### [WORK TASK 1]
From the homebrew discussion, extract the stretch from "The batch is" through "touch to it.".
### [WORK TASK 2]
In one to three sentences, explain why the homebrew discussion says a vinegar taste in the batch will not go away.

### [DOCUMENT SEGMENT]
-=-=-

The batch is about three months old, is at about 6.5% vol. and has been transferred to a secondary carboy about two weeks ago. It's done fermenting and looks beautiful. But when we tooka taste sample it was nothing like what we were expecting. It tasted more like a lambic like Geuze than like a double. It's not disgusting, but has a very sour touch to it.

We believe every batch can be fixed and are not planning to chuck it. But we might need some help. Could time get rid of this eye-twitching sourness? Should we boil it, get more sugars in there and re-pitch with new yeast? Any ideas are welcome, we don't mind ending up with something different to what we aimed for, as long as it doesn't taste like vinegar.
 
If vinegar is what you are tasting, it will not go away. An Acetobacter infection is the end of the road, unless you are making malt vinegar. All the ethanol in your beer will eventually be converted to acetic acid, increasing the sourness. And, unfortunately, finding the actual source of infection is very difficult.

Boiling and adding more sugar and yeast to a contaminated batch would be more work than just making a new batch with reliable yeast.

My solution: toss it (unless you don't mind a dubbel-kombucha) and make a new batch with reliable yeast and a very sanitized process.

-=-=-

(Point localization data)
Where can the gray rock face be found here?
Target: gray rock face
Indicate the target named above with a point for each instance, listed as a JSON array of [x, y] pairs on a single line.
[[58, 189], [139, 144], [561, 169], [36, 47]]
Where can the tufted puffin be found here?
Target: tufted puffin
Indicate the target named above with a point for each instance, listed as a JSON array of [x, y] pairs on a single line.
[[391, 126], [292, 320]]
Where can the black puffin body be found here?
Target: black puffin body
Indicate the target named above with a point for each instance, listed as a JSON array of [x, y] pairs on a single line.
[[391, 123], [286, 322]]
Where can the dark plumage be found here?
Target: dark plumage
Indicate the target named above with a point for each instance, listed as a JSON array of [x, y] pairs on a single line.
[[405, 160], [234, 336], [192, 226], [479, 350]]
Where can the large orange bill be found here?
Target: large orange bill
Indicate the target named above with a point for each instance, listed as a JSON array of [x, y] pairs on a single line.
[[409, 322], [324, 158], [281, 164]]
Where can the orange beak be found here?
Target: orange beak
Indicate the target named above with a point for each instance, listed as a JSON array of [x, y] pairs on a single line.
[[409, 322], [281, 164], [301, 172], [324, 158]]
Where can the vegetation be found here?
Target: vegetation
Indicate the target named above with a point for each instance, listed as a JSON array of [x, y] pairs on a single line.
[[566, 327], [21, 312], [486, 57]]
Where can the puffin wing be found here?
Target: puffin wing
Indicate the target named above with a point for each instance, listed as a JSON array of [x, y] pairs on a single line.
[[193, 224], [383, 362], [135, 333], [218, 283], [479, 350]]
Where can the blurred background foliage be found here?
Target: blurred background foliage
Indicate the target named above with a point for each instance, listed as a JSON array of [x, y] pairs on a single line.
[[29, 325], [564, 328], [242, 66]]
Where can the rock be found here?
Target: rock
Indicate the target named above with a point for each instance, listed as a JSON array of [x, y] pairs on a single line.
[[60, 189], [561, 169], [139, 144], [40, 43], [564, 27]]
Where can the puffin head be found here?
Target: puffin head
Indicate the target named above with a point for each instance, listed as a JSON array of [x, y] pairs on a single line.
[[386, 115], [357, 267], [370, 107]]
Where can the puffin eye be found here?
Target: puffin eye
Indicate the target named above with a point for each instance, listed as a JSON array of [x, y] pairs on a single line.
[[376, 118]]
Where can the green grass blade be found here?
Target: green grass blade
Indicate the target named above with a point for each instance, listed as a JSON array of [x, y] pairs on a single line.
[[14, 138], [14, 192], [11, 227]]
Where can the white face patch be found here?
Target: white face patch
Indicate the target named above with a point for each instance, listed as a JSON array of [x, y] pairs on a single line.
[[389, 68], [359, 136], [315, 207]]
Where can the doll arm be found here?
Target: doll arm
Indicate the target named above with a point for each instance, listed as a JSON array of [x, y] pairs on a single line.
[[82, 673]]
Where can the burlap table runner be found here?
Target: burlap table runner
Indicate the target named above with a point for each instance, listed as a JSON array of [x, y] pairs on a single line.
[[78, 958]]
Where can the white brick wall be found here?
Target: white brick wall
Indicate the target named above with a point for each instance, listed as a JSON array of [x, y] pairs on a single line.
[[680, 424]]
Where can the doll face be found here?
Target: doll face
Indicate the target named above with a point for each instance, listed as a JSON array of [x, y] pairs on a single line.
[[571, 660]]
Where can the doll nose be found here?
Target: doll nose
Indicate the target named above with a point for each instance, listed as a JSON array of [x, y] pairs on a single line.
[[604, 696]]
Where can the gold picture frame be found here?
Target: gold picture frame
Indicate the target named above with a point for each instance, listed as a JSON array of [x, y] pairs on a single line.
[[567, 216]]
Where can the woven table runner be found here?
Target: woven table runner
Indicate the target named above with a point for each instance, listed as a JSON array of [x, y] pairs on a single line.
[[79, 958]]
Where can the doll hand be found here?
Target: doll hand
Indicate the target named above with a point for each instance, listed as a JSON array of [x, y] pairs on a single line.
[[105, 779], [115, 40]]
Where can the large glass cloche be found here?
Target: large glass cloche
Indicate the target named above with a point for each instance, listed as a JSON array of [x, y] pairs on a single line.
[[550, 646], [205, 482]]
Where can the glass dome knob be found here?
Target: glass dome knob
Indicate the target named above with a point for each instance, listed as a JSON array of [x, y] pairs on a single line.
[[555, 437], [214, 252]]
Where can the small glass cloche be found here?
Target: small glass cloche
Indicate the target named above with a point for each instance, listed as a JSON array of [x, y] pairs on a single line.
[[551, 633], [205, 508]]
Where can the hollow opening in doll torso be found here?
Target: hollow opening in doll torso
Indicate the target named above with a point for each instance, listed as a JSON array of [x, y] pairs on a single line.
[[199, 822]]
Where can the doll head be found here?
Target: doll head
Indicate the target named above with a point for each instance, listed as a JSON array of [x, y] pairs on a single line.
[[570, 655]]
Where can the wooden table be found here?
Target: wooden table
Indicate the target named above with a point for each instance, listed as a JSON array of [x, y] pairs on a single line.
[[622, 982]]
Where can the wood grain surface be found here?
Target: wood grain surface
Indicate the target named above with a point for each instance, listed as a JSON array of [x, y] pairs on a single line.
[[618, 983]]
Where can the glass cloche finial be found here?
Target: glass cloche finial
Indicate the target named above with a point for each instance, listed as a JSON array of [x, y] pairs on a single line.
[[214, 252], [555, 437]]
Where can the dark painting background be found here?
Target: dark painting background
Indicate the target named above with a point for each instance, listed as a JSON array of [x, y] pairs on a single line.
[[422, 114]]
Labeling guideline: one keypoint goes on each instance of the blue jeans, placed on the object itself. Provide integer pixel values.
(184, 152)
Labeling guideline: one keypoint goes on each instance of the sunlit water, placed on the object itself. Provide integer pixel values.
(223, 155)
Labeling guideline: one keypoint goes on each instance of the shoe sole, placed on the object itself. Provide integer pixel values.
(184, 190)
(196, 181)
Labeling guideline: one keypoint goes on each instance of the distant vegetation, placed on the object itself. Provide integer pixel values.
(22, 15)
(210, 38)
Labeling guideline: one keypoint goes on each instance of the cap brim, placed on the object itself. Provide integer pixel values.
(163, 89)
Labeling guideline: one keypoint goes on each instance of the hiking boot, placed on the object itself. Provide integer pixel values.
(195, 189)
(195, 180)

-=-=-

### [EXERCISE RESULT 1]
The batch is about three months old, is at about 6.5% vol. and has been transferred to a secondary carboy about two weeks ago. It's done fermenting and looks beautiful. But when we tooka taste sample it was nothing like what we were expecting. It tasted more like a lambic like Geuze than like a double. It's not disgusting, but has a very sour touch to it.

### [EXERCISE RESULT 2]
A vinegar taste points to an Acetobacter infection, which the reply calls the end of the road unless one is making malt vinegar. All the ethanol in the beer will eventually be converted to acetic acid, so the sourness will only increase.